--- START ---

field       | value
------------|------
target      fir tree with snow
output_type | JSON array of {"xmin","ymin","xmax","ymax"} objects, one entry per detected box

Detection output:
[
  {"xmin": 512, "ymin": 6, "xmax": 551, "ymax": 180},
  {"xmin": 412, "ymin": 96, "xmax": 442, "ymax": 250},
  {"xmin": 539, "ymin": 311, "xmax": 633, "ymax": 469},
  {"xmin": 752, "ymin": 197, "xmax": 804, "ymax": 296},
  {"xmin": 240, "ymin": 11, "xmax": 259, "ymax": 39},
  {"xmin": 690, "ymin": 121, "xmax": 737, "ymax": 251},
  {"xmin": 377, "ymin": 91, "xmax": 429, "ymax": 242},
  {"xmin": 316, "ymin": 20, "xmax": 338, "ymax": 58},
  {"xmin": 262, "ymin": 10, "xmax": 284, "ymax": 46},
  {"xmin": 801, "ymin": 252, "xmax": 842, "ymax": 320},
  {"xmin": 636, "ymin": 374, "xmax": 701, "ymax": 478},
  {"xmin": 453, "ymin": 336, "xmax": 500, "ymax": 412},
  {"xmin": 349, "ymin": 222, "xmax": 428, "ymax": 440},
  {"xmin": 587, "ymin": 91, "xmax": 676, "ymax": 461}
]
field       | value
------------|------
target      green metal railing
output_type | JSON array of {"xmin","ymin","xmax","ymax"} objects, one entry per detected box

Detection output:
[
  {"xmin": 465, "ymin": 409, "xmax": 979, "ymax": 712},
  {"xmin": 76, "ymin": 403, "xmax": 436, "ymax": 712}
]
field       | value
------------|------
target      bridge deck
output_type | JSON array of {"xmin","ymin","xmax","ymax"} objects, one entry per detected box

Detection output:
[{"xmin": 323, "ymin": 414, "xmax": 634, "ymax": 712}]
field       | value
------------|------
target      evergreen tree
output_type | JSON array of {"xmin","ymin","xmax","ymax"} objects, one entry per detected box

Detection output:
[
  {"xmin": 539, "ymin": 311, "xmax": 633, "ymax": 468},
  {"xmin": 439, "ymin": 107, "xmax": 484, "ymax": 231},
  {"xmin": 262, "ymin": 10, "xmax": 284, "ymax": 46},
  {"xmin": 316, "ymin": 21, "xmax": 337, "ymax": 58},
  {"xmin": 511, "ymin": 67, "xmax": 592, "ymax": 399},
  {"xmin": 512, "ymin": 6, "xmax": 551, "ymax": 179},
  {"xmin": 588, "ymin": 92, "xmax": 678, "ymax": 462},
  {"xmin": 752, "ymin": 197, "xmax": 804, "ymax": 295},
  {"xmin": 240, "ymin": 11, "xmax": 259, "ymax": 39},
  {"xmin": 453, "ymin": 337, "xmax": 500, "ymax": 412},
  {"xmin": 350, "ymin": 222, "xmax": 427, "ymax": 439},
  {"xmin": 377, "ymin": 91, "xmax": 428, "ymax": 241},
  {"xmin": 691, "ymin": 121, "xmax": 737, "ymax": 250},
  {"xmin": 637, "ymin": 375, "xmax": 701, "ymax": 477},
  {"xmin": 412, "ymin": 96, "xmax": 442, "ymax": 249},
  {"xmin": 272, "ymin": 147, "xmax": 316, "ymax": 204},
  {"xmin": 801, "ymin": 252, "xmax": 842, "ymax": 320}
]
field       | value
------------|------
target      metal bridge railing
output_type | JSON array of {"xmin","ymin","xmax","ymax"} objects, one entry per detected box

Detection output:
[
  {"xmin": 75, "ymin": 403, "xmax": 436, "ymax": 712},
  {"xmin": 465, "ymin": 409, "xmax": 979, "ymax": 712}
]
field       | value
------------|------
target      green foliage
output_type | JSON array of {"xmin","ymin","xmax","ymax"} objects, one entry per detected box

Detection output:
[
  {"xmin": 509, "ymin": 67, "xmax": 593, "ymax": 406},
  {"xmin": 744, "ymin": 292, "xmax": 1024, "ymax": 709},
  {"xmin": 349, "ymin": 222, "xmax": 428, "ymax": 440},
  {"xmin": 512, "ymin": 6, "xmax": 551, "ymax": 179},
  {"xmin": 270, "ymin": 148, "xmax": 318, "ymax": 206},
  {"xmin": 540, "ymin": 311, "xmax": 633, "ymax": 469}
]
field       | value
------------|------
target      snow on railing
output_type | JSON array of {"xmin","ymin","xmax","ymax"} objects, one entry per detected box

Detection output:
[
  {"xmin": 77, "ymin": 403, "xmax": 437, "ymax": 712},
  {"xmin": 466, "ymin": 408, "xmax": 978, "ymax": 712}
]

--- END ---

Collect, from the material above, every line containing the word "metal".

target      green metal railing
target      metal bridge railing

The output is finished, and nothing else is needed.